Pretty sure you can only import a save if Shepard survived. That ending is cool, anyway. Had to watch from YouTube, though, as I never had the courage to kill my Shepard.

In my first ME2 playthrough I took my sweet time to rescue my crew and saw them turned to goo by the collectors. And I took the heavy weights with me to face the Human Reaper, leaving the puny tech experts to hold the line. As a result, Tali died. I didn't feel like reloading, mostly because the game had already ended anyway, and also because it felt natural.

OT: If "doing over" is cheating, then I hold a PhD in cheating :p. I reason that the "load" button is there for a reason. If they didn't want to encourage this style of play, they'd set something like Ironman mode or bring back the old checkpoints.

I like the idea of "living with consequences", and I like my first experience with a game to be raw, with no walkthroughs or spoilers. Lately I've been even avoiding pre-release footage and demos. When I do reload, however, is due to one of these reasons:

- I feel like experimenting/seeing the different outcomes. Mostly happens in second or third playthroughs, or in games I don't intend to replay.

## Given information
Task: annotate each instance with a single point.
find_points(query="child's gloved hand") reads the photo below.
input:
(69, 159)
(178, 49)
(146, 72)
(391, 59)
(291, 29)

## Written exercise 1
Check each statement against the post about reloading saves and say yes or no, quoting the words that decide it: (a) The writer watched the ending on YouTube rather than killing their own Shepard. (b) After Tali died in the first ME2 playthrough, the writer reloaded. (c) The writer has lately been avoiding pre-release footage and demos.
## Written exercise 2
Reproduce word for word the part of the post about reloading saves that opens with the words containing "In my first" and closes with "it felt natural.".

## Final result 1
(a) Yes: "Had to watch from YouTube, though, as I never had the courage to kill my Shepard."
(b) No: "I didn't feel like reloading, mostly because the game had already ended anyway"
(c) Yes: "Lately I've been even avoiding pre-release footage and demos."

## Final result 2
In my first ME2 playthrough I took my sweet time to rescue my crew and saw them turned to goo by the collectors. And I took the heavy weights with me to face the Human Reaper, leaving the puny tech experts to hold the line. As a result, Tali died. I didn't feel like reloading, mostly because the game had already ended anyway, and also because it felt natural.